■ What is required
Copy every row below, swapping "partially occluded" for "partly hidden" each time it occurs. Change nothing else.

——————

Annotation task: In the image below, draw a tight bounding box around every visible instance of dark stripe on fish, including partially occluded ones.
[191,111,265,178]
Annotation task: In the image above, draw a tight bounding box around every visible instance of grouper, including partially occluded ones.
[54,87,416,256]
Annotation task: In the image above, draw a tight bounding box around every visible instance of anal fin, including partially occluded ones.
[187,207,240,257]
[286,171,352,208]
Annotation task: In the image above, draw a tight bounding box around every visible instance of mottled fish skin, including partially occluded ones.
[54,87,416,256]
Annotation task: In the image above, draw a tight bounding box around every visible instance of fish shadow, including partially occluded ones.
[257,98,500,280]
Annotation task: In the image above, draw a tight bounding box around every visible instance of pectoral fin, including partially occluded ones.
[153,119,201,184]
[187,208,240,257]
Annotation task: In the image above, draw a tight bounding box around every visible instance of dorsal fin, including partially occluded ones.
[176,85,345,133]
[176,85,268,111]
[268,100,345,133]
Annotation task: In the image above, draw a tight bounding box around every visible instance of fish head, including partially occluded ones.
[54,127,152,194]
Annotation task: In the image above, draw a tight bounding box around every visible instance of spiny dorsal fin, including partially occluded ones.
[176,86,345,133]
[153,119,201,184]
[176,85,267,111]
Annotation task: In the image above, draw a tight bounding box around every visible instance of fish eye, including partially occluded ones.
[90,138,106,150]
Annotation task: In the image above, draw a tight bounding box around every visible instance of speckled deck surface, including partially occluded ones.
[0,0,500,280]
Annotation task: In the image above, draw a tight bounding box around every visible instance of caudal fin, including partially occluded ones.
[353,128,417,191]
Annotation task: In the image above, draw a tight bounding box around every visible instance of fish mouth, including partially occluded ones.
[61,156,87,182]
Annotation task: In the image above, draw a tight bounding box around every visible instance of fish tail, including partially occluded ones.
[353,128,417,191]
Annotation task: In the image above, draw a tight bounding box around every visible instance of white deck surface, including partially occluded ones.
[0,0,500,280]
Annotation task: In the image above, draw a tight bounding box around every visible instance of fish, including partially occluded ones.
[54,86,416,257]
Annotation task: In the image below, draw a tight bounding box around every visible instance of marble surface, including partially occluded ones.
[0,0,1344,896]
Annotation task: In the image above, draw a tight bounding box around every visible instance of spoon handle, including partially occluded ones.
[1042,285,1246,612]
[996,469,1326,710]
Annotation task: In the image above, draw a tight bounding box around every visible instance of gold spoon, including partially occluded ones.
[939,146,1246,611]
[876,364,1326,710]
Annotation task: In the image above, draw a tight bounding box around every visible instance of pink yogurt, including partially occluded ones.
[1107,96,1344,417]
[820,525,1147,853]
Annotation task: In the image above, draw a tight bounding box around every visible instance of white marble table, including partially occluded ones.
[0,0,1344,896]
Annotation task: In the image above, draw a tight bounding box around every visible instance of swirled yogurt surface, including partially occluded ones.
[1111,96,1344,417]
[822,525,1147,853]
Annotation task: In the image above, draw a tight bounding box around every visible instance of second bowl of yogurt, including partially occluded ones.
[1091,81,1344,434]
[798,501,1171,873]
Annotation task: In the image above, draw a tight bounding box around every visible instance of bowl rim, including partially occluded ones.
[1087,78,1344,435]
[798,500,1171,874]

——————

■ The response
Annotation task: In the image below, draw a tight bounding box around every visible instance of dark stripe on fish, including partly hidden ones.
[191,111,265,178]
Annotation task: In the image above, draw a tight bounding box around every visible instance of grouper, including partly hidden ones.
[54,87,416,256]
Annotation task: In the image above, draw a tight bounding box around every visible instance of anal fin, including partly hidden ones.
[187,207,240,257]
[286,171,352,208]
Annotation task: In the image above, draw a tight bounding box around every visible instance of mottled fish skin, including partly hidden ones.
[54,87,416,256]
Annotation task: In the image above, draw a tight bounding box around every visible instance of fish shadow, including partly hidden ones.
[257,98,500,280]
Annotation task: In the image above, draw a tight bounding box around every visible instance of pectoral fin, including partly hidden ones.
[153,119,201,184]
[187,208,240,257]
Annotation task: In the image above, draw a tight bounding box around every visible instance of dorsal fin, including partly hidden ones.
[176,85,345,133]
[176,85,268,111]
[268,100,345,133]
Annotation task: In the image above, draw a tight bounding box around every visible instance of fish head, including partly hidden ones.
[54,127,152,194]
Annotation task: In the image above, draw a tight bounding box around every visible instance of spiny dorsal fin, including partly hidden ones.
[176,86,345,133]
[153,119,201,184]
[176,85,267,111]
Annotation task: In the image above, draw a tight bounding box around every visible instance of fish eye, including partly hidden ones.
[90,138,106,150]
Annotation task: In the image above, draw a tight bounding box around every visible instance of speckled deck surface, including partly hidden ones.
[0,0,500,280]
Annotation task: In the image above, draw a tight bounding box around every visible instance of caudal fin, including partly hidden ones.
[353,128,417,191]
Annotation task: In the image above, draw a tight bounding box around every visible instance of fish mouth, including partly hidden ones.
[61,156,87,182]
Annotation task: In the image above, draw a tight bounding box around every visible instance of fish tail, including partly hidden ones.
[353,128,417,191]
Annotation task: In the image above, draw a tight bounding box around every visible instance of white deck surface, including partly hidden ones.
[0,0,500,280]
Annotation task: In the image above, draw a tight bounding box around every visible instance of fish, including partly hidden ones.
[54,86,416,257]
Annotation task: In the image below, draw a tight bounding box around every visible instance of marble surface, including partly hidden ones.
[0,0,1344,896]
Annotation task: In the image above, draw a tight bounding box around every visible instance of spoon handle, including partly hidden ones.
[1042,285,1246,612]
[996,469,1326,710]
Annotation task: In the image above, draw a tight bounding box around every visible instance of gold spoon, including partly hidden ones.
[939,146,1246,611]
[876,364,1326,710]
Annotation task: In the image above, draw a tight bounding box around every visible instance of pink yogurt, including partly hidden ones.
[1107,96,1344,417]
[820,525,1147,853]
Annotation task: In the image above, draw a tight bounding box around every visible instance of white marble table, including partly hidden ones.
[0,0,1344,896]
Annotation task: In the image above, draw a tight bounding box around every visible instance of swirled yogurt surface, including partly hidden ones.
[1111,96,1344,417]
[822,525,1147,853]
Annotation task: In the image above, draw a tight bounding box around every visible instance of second bowl of yogurt, including partly hidden ones.
[1091,81,1344,434]
[798,501,1171,873]
Annotation task: In the image above, draw a tight bounding box around every visible instance of bowl rim, including partly hidden ones.
[1087,78,1344,435]
[798,500,1171,874]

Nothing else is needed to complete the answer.